Directions: Search the listing below for the string "negative" and copy every line where it occurs.

START Provided records

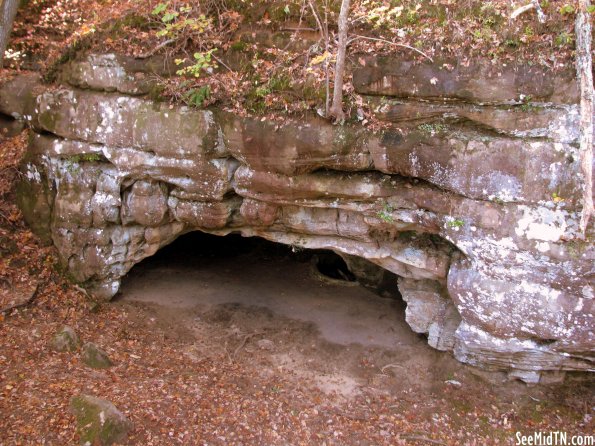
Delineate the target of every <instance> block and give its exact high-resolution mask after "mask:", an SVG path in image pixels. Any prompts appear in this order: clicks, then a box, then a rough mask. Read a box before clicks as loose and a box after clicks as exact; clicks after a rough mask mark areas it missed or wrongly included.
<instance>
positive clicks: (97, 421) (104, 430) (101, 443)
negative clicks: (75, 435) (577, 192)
mask: <svg viewBox="0 0 595 446" xmlns="http://www.w3.org/2000/svg"><path fill="white" fill-rule="evenodd" d="M70 407H71V409H72V412H73V413H74V416H75V417H76V424H77V431H78V434H79V435H80V443H81V444H84V445H87V444H99V445H101V446H106V445H111V444H114V443H124V442H125V440H126V438H127V436H128V432H129V431H130V430H131V429H132V423H131V422H130V421H129V420H128V419H127V418H126V416H124V414H123V413H122V412H120V411H119V410H118V409H117V408H116V406H114V405H113V404H112V403H111V402H109V401H107V400H104V399H101V398H97V397H94V396H90V395H78V396H75V397H73V398H72V399H71V400H70Z"/></svg>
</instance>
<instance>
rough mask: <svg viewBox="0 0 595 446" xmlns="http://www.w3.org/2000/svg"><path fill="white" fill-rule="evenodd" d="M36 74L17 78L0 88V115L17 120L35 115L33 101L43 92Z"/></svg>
mask: <svg viewBox="0 0 595 446" xmlns="http://www.w3.org/2000/svg"><path fill="white" fill-rule="evenodd" d="M43 90H44V88H43V86H42V85H41V79H40V77H39V75H38V74H26V75H22V76H17V77H15V78H13V79H11V80H9V81H8V82H6V83H4V84H3V85H2V86H0V113H2V114H5V115H8V116H12V117H13V118H15V119H19V120H30V119H31V118H32V116H33V115H35V114H36V109H35V99H36V97H37V95H39V94H40V93H41V92H43Z"/></svg>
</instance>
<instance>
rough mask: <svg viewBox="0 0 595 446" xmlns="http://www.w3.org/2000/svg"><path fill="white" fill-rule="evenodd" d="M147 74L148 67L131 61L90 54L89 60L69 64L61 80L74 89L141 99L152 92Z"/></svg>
mask: <svg viewBox="0 0 595 446" xmlns="http://www.w3.org/2000/svg"><path fill="white" fill-rule="evenodd" d="M148 71H149V70H147V67H146V65H143V64H138V63H135V61H134V59H132V58H129V57H125V56H119V55H116V54H89V55H88V56H87V57H86V59H83V60H73V61H71V62H69V63H68V65H67V66H66V67H64V69H63V70H62V73H61V76H60V78H61V80H62V81H63V82H66V83H69V84H70V85H72V86H73V87H79V88H88V89H91V90H99V91H110V92H111V91H118V92H120V93H124V94H129V95H138V94H146V93H148V92H149V91H150V90H151V87H152V85H153V82H151V81H150V76H149V73H148Z"/></svg>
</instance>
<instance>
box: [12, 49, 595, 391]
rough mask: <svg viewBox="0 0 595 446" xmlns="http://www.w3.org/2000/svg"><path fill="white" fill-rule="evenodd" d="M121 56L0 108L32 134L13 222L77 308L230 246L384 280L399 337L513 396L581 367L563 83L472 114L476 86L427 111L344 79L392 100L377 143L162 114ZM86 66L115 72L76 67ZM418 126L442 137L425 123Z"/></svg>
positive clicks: (573, 117)
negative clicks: (428, 349) (27, 228)
mask: <svg viewBox="0 0 595 446" xmlns="http://www.w3.org/2000/svg"><path fill="white" fill-rule="evenodd" d="M106 58H107V59H106ZM104 59H105V60H107V62H105V60H104ZM120 59H121V58H119V57H116V56H113V57H111V56H109V55H108V56H101V55H97V56H90V57H89V58H88V59H86V60H83V61H79V62H76V61H75V62H72V63H71V65H70V67H69V70H71V71H73V70H74V71H73V72H75V73H76V76H75V80H73V79H72V76H73V75H71V74H70V75H69V76H71V77H68V76H66V77H65V79H66V81H67V83H69V84H70V86H68V85H67V86H65V87H62V88H61V89H58V90H54V91H45V92H39V87H38V86H37V85H36V84H35V83H34V82H31V80H30V79H28V80H27V82H24V84H25V85H26V88H25V89H24V90H23V91H30V92H33V91H35V94H33V93H31V94H29V96H28V97H31V96H34V97H35V101H34V102H33V104H34V105H32V102H31V100H30V99H29V100H28V102H27V104H28V105H26V107H27V108H28V109H30V111H29V112H27V111H24V110H20V109H19V111H18V112H16V113H20V114H21V115H22V116H28V117H30V119H29V120H30V121H31V124H32V128H33V129H34V133H33V137H32V140H31V145H30V150H29V153H28V155H27V159H26V162H25V164H24V168H23V170H24V172H25V174H26V178H27V184H26V186H25V187H23V188H22V190H23V193H22V194H21V203H22V208H23V211H24V213H25V216H26V218H27V219H28V221H30V222H32V223H35V226H36V227H38V229H39V227H40V226H41V227H43V228H41V229H45V231H47V234H49V235H50V237H51V240H52V241H53V243H54V244H55V245H56V246H57V248H58V251H59V253H60V257H61V261H62V262H63V263H64V264H65V265H66V266H67V267H68V268H69V269H70V271H71V273H72V275H73V276H74V277H75V279H76V280H77V281H79V282H80V283H81V284H82V285H83V286H85V287H86V288H87V289H88V290H89V291H90V292H92V293H94V294H95V295H97V296H103V297H105V298H109V297H111V296H113V295H114V294H115V293H116V292H117V290H118V287H119V281H120V279H121V278H122V276H123V275H125V274H126V272H127V271H128V270H129V269H130V268H131V267H132V266H133V265H134V264H135V263H137V262H139V261H140V260H142V259H143V258H144V257H146V256H149V255H152V254H153V253H155V252H156V251H157V250H158V249H159V248H160V247H161V246H163V245H165V244H167V243H170V242H171V241H172V240H173V239H175V238H176V237H177V236H179V235H180V234H182V233H184V232H188V231H191V230H202V231H206V232H211V233H217V234H225V233H228V232H240V233H242V234H244V235H247V236H260V237H264V238H266V239H269V240H273V241H278V242H281V243H286V244H291V245H295V246H302V247H305V248H326V249H332V250H334V251H336V252H339V253H341V254H342V255H344V256H353V257H355V258H361V259H366V260H367V261H368V262H371V263H372V264H373V265H377V266H379V267H382V268H385V269H386V270H388V271H391V272H393V273H395V274H397V275H398V276H399V277H401V279H400V282H399V288H400V289H401V290H402V291H401V292H402V293H403V295H404V297H405V299H406V300H408V321H411V322H410V324H411V325H412V327H414V329H416V330H417V331H420V332H424V333H428V335H429V340H430V344H432V345H433V346H434V347H436V348H441V349H445V350H451V349H452V350H454V354H455V356H456V357H457V358H458V359H460V360H462V361H464V362H468V363H471V364H474V365H479V366H483V367H488V368H490V367H491V368H496V369H501V368H507V369H510V368H512V369H513V370H514V371H515V372H514V373H515V376H520V377H521V378H523V377H525V378H526V379H527V380H535V379H537V378H538V375H539V373H540V372H543V371H548V370H556V371H557V370H578V371H585V370H591V371H592V370H593V369H594V368H595V367H594V366H593V361H594V358H593V355H592V351H593V347H594V345H595V335H594V331H595V323H594V318H593V306H594V305H593V303H594V300H593V294H594V293H593V284H594V277H595V272H594V270H593V264H594V262H593V260H594V259H595V250H594V247H593V244H592V243H590V242H589V241H581V240H578V239H577V237H576V235H577V220H578V210H579V208H580V202H579V197H580V190H581V184H580V182H579V180H578V176H577V172H578V164H577V163H578V161H577V159H578V157H577V156H576V135H577V121H576V119H575V118H576V106H575V105H574V103H573V100H574V99H573V98H574V97H570V96H568V95H569V94H570V93H568V92H566V93H564V92H559V91H557V90H556V88H558V87H556V85H561V82H562V80H563V79H562V80H561V79H560V78H556V77H554V78H553V80H552V81H551V83H552V85H553V86H546V87H547V88H546V87H544V90H543V94H542V95H541V96H536V97H542V96H543V98H542V99H543V100H544V101H546V100H547V101H549V102H540V103H539V104H538V105H539V106H538V107H536V109H532V110H530V111H526V110H523V109H519V108H518V107H516V108H515V107H514V105H511V103H513V102H514V101H513V99H514V97H516V96H518V95H519V94H520V93H519V92H522V91H524V90H523V89H526V85H527V78H528V76H529V75H528V74H527V75H519V76H517V77H514V76H512V75H510V76H508V75H507V76H508V77H507V78H506V85H504V84H503V85H504V86H503V87H502V91H501V96H500V97H498V96H497V94H498V92H497V89H496V90H495V89H490V90H489V91H488V92H487V93H485V94H488V93H489V95H490V97H489V98H488V99H490V101H487V100H484V99H485V98H483V97H482V96H481V94H484V92H482V90H481V89H477V85H478V83H479V84H481V81H482V79H483V81H484V82H488V81H490V79H491V77H490V76H492V72H491V71H489V70H488V74H486V75H485V76H484V78H482V77H481V76H482V74H481V73H484V72H485V70H483V71H482V70H478V71H477V73H479V75H477V76H476V78H473V79H472V78H469V77H468V76H467V77H464V76H463V80H461V79H462V78H461V76H459V78H457V79H455V80H456V82H454V81H453V82H454V84H453V83H452V82H451V83H450V84H449V83H448V82H447V81H448V76H449V74H448V73H446V74H445V73H441V77H440V79H443V78H444V79H443V80H444V81H445V83H444V85H455V84H456V85H458V84H457V82H458V83H461V82H463V83H465V82H467V83H473V86H474V87H473V88H475V89H474V90H469V91H471V92H475V93H474V94H475V96H473V95H471V96H469V94H468V93H469V92H467V93H465V95H463V96H465V97H464V98H463V97H459V96H460V95H459V94H453V93H452V92H451V91H450V90H448V89H444V88H443V89H440V87H436V88H434V87H435V85H434V86H433V87H432V88H434V90H436V92H434V93H432V95H437V96H435V97H434V96H432V97H431V98H430V97H425V96H424V97H423V98H421V99H428V98H429V99H433V100H434V101H430V102H420V101H419V99H420V97H416V96H415V94H417V93H416V92H415V91H413V90H411V91H409V90H403V91H402V92H401V90H398V88H401V87H399V86H395V85H393V83H387V82H381V83H378V82H377V80H374V79H375V77H374V76H376V74H377V73H376V72H374V73H376V74H374V73H373V74H374V76H372V75H364V74H362V73H359V74H357V71H356V74H355V79H356V83H355V84H356V87H357V88H359V89H360V92H361V93H373V94H392V95H394V96H395V97H398V98H399V99H398V102H393V103H391V102H390V101H388V102H385V103H384V104H380V105H379V107H378V109H377V113H378V116H379V117H380V119H386V120H387V121H390V122H393V123H397V124H398V123H407V125H408V126H409V130H410V131H408V132H404V133H403V132H396V131H391V130H390V129H388V130H386V131H385V132H384V133H382V134H377V133H373V132H369V131H368V130H366V129H365V128H363V127H358V126H351V127H350V126H346V127H334V126H330V125H329V124H328V123H326V122H325V121H323V120H320V119H317V118H309V119H305V120H287V121H286V122H285V124H284V125H282V126H279V124H276V123H272V122H267V121H266V120H265V121H263V120H261V119H254V118H239V117H237V116H234V115H231V114H228V113H224V112H221V111H211V110H192V109H189V108H188V107H173V108H171V107H169V106H167V107H165V106H163V105H162V104H159V103H155V102H154V101H151V100H149V99H147V98H145V97H142V96H139V94H140V93H142V92H143V90H142V88H141V87H140V86H139V88H138V89H135V87H134V85H133V83H134V79H135V78H134V76H133V75H130V73H128V74H127V71H126V68H125V65H126V64H123V65H122V66H120V67H118V66H116V65H117V64H118V60H120ZM97 61H100V62H97ZM108 62H109V63H108ZM77 63H78V64H80V65H79V66H76V64H77ZM98 63H101V64H102V65H101V67H102V68H101V70H104V71H105V70H108V71H109V70H112V71H113V73H115V74H110V75H103V74H101V73H102V71H101V70H99V71H95V70H93V69H92V67H95V66H98V65H97V64H98ZM392 63H393V65H394V64H399V63H400V62H398V61H393V62H392ZM366 66H367V67H373V68H374V70H383V69H384V70H388V71H389V75H390V76H392V74H390V72H392V71H394V70H397V71H398V72H399V73H401V74H400V76H402V79H401V80H400V82H401V83H400V84H399V85H405V84H403V82H406V81H407V75H408V74H407V73H413V74H412V76H413V75H414V76H415V77H416V79H417V77H418V74H419V73H418V72H417V71H419V69H414V68H411V67H409V68H408V69H404V68H402V67H401V68H399V67H397V68H395V67H394V66H392V65H391V64H390V63H388V62H387V61H382V62H381V63H378V64H376V65H374V64H367V65H366ZM425 69H426V70H430V71H431V70H433V68H432V67H426V68H425ZM391 70H392V71H391ZM403 70H404V71H403ZM408 70H409V71H408ZM416 70H417V71H416ZM112 71H110V73H111V72H112ZM422 71H423V70H422ZM66 73H68V71H66ZM420 73H421V72H420ZM100 74H101V76H100ZM104 74H105V73H104ZM455 74H456V73H455ZM455 74H452V73H451V74H450V76H451V77H452V76H455ZM130 76H132V77H130ZM366 76H368V77H366ZM370 76H371V77H370ZM137 77H138V76H137ZM368 78H369V80H368V81H367V82H370V83H371V84H370V86H366V84H365V82H366V79H368ZM140 81H143V82H144V78H140V77H139V82H140ZM14 82H17V83H18V80H16V81H14ZM131 82H132V83H131ZM391 82H392V81H391ZM415 82H419V79H417V80H415ZM515 82H516V83H515ZM389 84H390V85H389ZM517 84H518V85H517ZM387 85H388V86H387ZM465 85H466V84H465ZM548 85H549V84H548ZM81 87H83V88H84V89H81ZM380 87H382V88H380ZM389 87H390V88H389ZM550 87H551V88H550ZM143 88H144V87H143ZM378 88H380V89H378ZM383 88H384V89H383ZM386 88H388V90H386V91H385V89H386ZM395 88H397V90H398V91H397V90H395V91H393V89H395ZM461 88H462V87H461ZM434 90H432V91H434ZM11 91H14V90H10V89H8V87H5V88H3V89H2V90H1V91H0V106H1V107H2V109H1V110H0V112H3V113H6V112H7V111H8V112H10V110H9V109H10V108H11V107H12V108H15V107H16V106H14V105H11V104H20V102H19V101H18V99H14V93H13V92H11ZM417 91H418V92H419V91H421V92H422V93H423V91H425V90H423V89H421V90H420V89H418V90H417ZM422 93H419V94H422ZM423 94H425V93H423ZM423 94H422V96H423ZM449 95H450V96H449ZM478 95H479V96H478ZM515 95H516V96H515ZM426 96H427V95H426ZM476 96H477V97H476ZM480 96H481V97H480ZM437 98H442V99H453V98H454V99H458V101H454V102H453V101H452V100H450V101H449V102H447V103H445V102H443V101H442V102H440V101H435V99H437ZM482 98H483V99H482ZM498 98H499V99H498ZM369 99H370V100H371V101H374V100H375V99H374V98H369ZM460 99H464V100H465V101H466V102H461V101H460ZM486 102H490V105H485V103H486ZM19 106H20V105H19ZM17 108H18V107H17ZM21 108H22V107H21ZM529 112H530V113H529ZM511 114H516V115H515V116H514V118H516V119H514V118H512V119H511ZM412 116H414V117H415V119H413V120H412ZM420 119H421V120H420ZM436 119H438V122H440V123H442V122H448V126H452V128H450V127H448V126H446V125H441V126H436V125H434V127H432V125H433V124H432V122H433V121H432V120H436ZM428 120H429V121H428ZM412 122H413V126H412V125H411V123H412ZM428 122H429V124H427V123H428ZM517 122H518V124H517ZM420 123H421V124H420ZM424 124H427V125H424ZM463 124H464V125H463ZM555 197H559V198H560V197H562V199H561V200H560V199H559V200H555V199H554V198H555ZM40 220H41V224H40ZM412 235H413V236H412ZM352 263H353V262H352ZM420 309H421V310H420ZM536 377H537V378H536Z"/></svg>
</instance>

END Provided records

Solution to the problem:
negative clicks: (75, 435) (577, 192)
negative clicks: (428, 349) (27, 228)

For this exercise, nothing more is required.